Exercise objective: Where a line of the listing below includes the word "platform", reproduce that line.

Data provided:
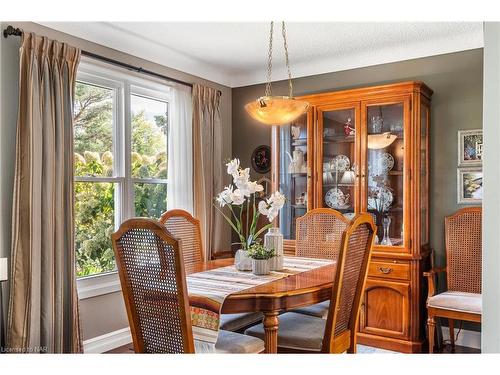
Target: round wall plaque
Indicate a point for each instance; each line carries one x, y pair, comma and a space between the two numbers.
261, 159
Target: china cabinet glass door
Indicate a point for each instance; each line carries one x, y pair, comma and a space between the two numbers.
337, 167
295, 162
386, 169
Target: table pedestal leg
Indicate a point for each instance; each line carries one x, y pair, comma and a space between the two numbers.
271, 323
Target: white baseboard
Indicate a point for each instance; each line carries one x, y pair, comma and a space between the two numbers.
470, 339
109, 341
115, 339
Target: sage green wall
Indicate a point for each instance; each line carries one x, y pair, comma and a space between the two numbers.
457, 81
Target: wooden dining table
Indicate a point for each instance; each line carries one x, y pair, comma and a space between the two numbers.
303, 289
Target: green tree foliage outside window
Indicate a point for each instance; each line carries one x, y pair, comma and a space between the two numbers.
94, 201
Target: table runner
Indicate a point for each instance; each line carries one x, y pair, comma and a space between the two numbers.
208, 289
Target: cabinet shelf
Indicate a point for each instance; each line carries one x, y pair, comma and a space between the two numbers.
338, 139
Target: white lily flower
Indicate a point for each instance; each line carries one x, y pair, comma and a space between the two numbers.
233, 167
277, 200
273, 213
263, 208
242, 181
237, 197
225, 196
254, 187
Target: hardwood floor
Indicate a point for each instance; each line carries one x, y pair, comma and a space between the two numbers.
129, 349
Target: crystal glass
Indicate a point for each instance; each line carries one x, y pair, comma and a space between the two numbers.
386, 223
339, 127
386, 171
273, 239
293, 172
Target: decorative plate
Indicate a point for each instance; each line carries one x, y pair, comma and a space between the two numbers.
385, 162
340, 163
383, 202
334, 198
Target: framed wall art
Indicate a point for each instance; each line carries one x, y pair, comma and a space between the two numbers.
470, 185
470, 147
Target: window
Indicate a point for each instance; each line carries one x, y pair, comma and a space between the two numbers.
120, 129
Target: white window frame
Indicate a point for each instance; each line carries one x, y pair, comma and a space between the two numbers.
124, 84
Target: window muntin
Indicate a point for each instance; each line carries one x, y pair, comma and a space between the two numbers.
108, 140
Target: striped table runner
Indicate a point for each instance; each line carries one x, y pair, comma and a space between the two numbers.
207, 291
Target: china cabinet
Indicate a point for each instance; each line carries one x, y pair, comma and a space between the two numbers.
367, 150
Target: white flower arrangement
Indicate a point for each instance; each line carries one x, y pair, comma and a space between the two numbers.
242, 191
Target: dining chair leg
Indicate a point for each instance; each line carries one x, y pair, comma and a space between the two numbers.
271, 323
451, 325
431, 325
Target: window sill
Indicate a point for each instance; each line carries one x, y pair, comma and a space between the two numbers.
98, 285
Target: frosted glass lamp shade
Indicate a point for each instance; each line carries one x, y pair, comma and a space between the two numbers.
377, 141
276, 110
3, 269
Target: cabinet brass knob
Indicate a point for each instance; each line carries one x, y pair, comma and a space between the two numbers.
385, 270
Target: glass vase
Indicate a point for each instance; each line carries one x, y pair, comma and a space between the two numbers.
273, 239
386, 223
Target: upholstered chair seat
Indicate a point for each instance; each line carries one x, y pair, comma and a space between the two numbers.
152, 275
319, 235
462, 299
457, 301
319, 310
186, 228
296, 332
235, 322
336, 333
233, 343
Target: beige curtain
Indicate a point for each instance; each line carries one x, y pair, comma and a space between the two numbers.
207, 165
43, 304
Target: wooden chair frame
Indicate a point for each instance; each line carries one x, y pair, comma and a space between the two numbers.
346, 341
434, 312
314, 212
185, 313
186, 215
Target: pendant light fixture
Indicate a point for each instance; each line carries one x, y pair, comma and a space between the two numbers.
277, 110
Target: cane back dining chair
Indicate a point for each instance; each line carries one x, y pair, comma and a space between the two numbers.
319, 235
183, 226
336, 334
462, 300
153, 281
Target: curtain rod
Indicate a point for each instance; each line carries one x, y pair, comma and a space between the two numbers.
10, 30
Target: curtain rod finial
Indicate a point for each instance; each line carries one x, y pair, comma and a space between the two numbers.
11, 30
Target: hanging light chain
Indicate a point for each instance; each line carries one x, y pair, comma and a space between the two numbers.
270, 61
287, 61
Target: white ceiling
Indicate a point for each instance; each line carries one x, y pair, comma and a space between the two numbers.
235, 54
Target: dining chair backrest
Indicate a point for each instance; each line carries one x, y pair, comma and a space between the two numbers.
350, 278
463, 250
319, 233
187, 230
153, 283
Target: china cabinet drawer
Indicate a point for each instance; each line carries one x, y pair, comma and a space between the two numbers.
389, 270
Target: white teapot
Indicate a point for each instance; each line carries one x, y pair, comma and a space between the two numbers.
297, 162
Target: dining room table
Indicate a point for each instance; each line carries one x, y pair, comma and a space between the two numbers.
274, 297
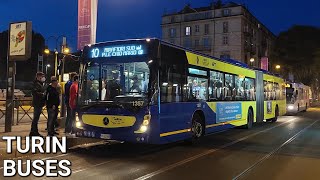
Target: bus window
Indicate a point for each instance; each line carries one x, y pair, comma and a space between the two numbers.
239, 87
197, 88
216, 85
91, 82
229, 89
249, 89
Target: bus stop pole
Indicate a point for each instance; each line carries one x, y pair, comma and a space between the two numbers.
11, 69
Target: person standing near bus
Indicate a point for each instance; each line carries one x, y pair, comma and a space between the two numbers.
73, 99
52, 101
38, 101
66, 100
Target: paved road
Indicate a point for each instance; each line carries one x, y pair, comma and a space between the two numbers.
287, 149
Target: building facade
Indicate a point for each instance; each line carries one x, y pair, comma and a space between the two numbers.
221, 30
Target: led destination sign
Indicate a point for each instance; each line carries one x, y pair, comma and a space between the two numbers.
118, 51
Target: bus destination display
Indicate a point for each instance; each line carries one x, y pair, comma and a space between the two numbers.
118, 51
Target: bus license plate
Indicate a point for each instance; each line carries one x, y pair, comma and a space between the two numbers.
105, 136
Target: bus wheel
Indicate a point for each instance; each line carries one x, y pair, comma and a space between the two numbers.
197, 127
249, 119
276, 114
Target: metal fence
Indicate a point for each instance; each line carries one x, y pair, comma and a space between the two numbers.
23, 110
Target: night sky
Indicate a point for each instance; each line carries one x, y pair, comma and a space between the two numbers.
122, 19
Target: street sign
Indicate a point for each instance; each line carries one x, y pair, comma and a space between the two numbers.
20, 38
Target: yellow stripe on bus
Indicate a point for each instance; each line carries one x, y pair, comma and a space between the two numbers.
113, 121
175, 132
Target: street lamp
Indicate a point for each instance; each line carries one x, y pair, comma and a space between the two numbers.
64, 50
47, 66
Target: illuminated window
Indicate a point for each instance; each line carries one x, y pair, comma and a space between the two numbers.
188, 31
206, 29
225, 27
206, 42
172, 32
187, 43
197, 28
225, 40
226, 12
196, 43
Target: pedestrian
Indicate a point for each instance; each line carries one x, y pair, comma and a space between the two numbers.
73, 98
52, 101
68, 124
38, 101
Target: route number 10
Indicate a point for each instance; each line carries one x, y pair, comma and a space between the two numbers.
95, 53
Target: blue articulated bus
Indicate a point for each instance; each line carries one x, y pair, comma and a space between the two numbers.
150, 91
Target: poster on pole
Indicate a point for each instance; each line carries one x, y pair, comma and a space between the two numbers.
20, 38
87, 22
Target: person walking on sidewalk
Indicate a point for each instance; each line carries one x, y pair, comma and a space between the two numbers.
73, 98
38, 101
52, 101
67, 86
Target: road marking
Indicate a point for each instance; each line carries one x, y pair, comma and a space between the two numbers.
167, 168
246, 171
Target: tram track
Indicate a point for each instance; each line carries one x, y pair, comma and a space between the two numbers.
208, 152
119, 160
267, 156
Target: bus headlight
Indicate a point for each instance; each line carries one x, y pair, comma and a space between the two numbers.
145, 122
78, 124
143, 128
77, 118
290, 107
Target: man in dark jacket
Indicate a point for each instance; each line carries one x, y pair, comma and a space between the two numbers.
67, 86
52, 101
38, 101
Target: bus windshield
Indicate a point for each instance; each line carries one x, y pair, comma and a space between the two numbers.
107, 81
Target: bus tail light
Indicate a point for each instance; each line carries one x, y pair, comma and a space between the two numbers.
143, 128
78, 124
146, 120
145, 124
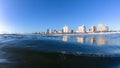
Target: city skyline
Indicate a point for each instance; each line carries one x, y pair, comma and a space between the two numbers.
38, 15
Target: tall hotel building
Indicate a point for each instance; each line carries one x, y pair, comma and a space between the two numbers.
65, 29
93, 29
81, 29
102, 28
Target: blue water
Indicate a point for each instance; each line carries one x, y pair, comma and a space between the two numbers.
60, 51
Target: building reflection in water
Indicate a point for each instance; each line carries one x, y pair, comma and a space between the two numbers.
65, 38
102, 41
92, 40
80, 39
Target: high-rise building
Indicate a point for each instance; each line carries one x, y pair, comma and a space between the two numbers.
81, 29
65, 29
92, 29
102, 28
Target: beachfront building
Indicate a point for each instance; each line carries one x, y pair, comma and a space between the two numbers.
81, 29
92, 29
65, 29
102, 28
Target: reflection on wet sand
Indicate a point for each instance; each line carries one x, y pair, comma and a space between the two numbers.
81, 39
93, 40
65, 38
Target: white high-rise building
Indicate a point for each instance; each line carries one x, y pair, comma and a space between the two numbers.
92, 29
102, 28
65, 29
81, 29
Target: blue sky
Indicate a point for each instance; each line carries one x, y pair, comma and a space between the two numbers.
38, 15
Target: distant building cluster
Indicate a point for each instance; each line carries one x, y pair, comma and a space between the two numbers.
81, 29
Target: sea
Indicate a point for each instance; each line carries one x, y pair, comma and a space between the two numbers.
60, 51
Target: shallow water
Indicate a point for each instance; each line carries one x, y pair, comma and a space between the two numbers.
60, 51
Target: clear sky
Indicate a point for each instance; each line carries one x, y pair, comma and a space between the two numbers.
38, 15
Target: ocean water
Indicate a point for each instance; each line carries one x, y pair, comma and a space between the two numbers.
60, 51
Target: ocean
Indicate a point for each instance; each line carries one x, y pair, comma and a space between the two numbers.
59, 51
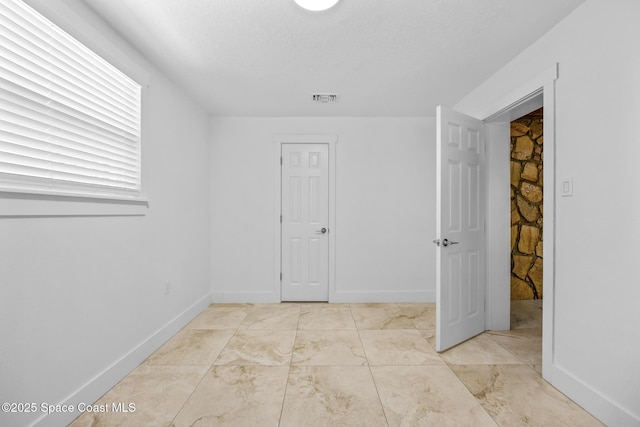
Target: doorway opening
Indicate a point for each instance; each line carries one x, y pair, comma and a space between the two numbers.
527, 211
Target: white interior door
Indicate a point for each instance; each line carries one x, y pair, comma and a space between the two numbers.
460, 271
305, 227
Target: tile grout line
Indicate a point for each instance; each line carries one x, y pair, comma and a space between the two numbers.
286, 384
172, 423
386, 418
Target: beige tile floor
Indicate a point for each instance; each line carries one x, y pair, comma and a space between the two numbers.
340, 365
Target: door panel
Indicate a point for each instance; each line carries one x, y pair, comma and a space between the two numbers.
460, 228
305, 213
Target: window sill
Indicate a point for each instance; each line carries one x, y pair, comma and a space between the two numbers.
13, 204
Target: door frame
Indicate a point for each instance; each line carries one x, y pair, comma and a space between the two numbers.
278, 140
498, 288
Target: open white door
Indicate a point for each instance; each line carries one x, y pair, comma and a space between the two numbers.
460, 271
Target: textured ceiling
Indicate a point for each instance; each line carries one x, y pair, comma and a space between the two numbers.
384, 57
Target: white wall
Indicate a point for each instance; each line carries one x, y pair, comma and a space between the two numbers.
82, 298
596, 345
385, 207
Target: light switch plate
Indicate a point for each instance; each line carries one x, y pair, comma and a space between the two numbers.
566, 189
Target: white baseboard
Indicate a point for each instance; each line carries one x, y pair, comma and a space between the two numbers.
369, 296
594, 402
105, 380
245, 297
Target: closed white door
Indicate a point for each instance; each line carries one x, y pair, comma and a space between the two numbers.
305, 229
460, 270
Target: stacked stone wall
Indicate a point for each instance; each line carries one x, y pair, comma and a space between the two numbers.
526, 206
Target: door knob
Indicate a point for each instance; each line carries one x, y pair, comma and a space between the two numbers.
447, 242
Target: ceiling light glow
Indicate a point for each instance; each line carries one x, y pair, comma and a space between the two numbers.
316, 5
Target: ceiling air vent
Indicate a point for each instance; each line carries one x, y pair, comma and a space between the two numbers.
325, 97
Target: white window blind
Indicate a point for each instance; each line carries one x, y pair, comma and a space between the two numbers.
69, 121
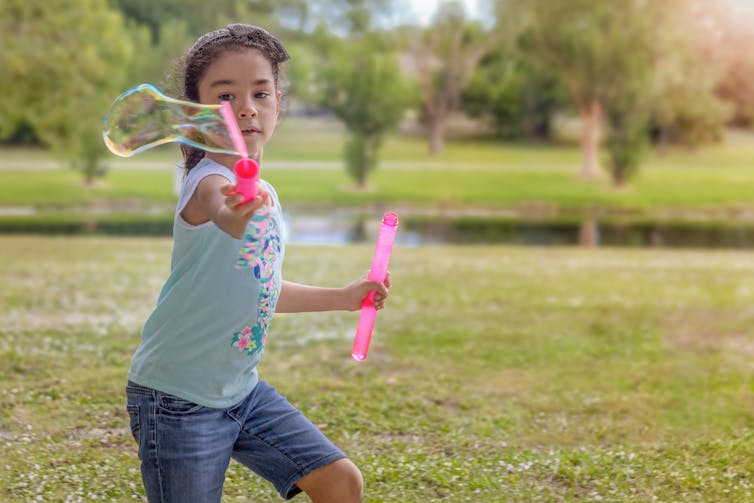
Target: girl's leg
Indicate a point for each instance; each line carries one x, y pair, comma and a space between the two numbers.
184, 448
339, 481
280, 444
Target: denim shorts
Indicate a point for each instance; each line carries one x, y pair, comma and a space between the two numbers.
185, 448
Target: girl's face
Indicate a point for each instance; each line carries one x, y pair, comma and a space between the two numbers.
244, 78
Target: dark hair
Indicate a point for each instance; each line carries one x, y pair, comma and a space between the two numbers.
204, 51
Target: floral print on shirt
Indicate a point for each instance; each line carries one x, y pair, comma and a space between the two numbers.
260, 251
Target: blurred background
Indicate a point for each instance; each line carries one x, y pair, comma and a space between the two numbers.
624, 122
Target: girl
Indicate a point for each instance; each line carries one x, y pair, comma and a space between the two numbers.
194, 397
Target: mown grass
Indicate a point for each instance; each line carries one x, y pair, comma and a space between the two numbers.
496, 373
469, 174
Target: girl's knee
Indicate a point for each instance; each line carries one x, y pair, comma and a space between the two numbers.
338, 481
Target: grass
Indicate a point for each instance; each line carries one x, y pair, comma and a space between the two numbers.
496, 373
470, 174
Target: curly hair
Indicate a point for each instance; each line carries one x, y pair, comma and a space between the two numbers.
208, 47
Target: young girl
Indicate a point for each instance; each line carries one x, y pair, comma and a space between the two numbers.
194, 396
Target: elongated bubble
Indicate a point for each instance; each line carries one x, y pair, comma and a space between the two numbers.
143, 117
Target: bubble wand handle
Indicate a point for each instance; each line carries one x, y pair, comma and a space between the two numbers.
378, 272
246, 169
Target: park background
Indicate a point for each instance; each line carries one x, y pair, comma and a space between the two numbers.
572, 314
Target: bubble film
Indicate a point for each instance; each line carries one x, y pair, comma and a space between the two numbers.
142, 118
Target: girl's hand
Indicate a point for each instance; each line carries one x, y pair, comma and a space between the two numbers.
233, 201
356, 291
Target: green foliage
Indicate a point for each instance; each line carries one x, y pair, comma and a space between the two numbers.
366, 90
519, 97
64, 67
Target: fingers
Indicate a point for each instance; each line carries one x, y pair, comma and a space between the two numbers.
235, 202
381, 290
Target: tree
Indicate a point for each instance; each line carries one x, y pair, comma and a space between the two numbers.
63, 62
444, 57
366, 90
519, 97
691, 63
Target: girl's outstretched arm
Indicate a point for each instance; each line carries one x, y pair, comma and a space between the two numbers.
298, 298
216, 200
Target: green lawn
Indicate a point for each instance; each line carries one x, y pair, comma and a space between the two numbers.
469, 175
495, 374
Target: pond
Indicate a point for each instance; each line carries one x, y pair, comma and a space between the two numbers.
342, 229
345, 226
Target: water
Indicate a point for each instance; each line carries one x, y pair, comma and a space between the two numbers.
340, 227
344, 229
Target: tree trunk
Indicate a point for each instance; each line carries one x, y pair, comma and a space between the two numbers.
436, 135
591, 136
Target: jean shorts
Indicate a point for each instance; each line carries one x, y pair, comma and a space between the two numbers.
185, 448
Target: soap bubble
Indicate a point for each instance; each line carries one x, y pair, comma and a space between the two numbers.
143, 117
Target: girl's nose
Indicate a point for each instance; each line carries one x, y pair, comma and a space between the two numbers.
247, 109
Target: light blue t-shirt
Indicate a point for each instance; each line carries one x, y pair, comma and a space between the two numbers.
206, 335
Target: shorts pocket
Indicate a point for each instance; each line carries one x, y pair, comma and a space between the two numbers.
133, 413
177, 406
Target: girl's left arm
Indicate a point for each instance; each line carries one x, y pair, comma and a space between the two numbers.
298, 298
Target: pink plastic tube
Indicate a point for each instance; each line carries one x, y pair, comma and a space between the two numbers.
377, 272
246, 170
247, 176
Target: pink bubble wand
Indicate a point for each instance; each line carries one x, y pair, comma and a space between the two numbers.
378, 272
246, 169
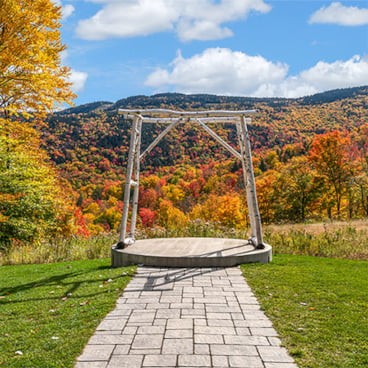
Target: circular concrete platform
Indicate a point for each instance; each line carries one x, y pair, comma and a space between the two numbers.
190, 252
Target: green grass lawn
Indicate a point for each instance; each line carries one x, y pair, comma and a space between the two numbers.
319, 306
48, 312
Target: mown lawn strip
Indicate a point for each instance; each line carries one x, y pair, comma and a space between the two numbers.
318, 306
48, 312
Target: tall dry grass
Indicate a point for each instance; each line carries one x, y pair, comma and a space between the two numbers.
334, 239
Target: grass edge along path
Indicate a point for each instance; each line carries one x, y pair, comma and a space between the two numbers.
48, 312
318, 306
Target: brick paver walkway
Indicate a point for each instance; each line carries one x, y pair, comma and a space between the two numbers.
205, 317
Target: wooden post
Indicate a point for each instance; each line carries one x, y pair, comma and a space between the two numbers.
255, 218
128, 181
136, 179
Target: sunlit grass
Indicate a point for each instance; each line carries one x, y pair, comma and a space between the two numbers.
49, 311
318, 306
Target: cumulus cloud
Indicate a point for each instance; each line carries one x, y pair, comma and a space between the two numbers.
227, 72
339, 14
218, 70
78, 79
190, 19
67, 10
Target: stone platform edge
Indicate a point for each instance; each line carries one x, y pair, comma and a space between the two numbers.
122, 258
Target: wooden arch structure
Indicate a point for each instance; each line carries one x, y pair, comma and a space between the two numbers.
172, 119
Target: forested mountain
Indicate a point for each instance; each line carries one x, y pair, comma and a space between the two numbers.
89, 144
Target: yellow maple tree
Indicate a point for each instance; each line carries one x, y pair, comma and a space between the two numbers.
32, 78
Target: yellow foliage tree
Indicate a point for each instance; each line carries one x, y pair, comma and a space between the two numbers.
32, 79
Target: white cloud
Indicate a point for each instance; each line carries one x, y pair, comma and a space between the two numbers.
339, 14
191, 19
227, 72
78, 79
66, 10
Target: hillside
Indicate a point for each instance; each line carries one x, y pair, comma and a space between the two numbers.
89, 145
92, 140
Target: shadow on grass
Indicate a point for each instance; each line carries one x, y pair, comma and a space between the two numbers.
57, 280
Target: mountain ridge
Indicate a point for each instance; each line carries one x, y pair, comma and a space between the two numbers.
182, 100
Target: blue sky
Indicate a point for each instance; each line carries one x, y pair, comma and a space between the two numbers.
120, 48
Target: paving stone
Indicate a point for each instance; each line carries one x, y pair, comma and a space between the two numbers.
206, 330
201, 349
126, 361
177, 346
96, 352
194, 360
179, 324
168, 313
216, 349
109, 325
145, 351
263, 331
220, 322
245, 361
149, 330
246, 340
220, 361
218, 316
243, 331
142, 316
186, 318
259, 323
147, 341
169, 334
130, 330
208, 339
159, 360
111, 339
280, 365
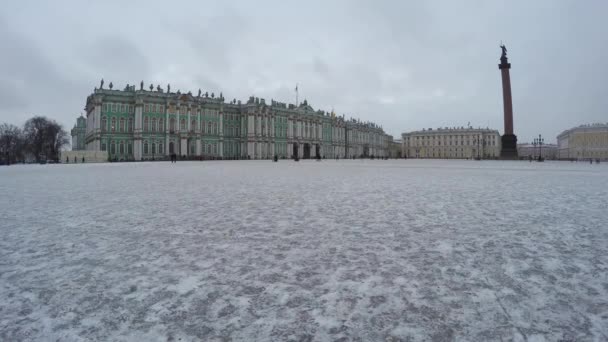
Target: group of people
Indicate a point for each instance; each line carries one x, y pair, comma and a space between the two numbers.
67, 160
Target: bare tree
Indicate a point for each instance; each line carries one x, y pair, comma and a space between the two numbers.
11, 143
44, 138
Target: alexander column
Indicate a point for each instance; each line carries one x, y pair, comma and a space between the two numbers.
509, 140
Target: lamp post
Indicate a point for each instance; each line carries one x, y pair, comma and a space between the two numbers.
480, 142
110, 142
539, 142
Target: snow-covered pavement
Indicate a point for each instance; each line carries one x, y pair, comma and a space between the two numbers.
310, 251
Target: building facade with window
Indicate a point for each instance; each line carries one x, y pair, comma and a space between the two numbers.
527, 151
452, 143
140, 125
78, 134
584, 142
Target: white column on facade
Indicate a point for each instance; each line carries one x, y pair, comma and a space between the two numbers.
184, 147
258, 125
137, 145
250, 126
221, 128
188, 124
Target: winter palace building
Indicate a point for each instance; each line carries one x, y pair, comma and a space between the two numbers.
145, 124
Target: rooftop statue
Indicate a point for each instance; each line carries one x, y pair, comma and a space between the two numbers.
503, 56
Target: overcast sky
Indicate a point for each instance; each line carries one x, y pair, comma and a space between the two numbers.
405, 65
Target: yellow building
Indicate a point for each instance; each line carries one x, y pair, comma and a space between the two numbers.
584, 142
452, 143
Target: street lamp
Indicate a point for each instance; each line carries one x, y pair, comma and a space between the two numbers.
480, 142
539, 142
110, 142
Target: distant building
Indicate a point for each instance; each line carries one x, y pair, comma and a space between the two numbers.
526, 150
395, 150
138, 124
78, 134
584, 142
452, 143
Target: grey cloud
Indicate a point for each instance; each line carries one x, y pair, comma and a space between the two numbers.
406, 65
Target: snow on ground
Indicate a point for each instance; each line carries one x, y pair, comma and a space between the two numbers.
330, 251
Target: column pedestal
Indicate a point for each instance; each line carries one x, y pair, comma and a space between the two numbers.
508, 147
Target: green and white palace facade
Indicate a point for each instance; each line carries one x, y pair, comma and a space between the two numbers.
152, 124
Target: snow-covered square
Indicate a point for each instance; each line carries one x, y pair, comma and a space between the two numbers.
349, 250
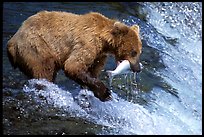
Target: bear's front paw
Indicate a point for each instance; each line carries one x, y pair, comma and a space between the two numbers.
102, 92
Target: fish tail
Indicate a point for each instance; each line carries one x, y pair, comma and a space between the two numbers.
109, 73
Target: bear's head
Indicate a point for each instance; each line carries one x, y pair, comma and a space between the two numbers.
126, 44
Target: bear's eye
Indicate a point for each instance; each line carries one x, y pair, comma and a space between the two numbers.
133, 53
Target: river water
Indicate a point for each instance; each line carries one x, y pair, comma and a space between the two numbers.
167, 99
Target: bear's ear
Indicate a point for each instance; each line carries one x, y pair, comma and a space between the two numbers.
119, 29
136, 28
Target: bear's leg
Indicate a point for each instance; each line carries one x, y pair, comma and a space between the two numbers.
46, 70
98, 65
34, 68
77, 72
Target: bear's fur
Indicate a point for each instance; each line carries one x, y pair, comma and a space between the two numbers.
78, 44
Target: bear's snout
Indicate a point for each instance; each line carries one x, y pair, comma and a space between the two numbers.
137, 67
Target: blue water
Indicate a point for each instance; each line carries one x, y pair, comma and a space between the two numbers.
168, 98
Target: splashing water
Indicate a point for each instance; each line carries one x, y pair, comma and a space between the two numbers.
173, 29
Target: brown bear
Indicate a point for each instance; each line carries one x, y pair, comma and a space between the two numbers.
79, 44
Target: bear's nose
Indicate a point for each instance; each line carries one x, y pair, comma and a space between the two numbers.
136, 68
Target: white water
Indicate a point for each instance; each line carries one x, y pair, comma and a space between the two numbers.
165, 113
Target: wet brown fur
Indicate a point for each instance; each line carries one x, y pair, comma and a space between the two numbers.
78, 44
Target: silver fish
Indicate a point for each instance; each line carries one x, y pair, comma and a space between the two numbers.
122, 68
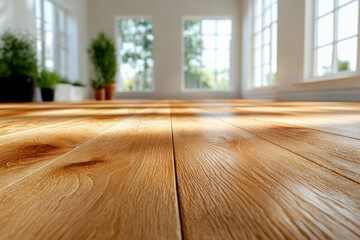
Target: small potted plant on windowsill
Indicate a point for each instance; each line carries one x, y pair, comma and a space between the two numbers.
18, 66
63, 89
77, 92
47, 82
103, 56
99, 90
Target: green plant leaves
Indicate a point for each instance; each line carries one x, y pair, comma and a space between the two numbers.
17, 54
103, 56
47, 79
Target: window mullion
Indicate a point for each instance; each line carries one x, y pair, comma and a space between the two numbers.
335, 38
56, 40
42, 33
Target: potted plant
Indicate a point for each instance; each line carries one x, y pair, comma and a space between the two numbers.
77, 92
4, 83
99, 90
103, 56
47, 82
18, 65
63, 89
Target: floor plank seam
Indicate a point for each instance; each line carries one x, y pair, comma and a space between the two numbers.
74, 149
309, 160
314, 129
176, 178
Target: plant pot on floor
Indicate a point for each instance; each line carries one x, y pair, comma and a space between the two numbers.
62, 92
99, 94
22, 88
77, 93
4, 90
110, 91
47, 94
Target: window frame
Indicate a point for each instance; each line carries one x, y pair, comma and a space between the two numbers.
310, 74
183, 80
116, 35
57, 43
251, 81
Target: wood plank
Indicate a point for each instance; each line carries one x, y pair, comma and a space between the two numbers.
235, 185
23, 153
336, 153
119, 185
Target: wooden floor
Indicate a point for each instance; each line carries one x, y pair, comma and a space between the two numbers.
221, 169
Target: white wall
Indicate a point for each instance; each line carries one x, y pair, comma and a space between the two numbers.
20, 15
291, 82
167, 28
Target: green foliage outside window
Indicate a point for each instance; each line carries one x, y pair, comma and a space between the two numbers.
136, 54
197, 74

Result of this task:
Target: circular concrete platform
Target: stone platform edge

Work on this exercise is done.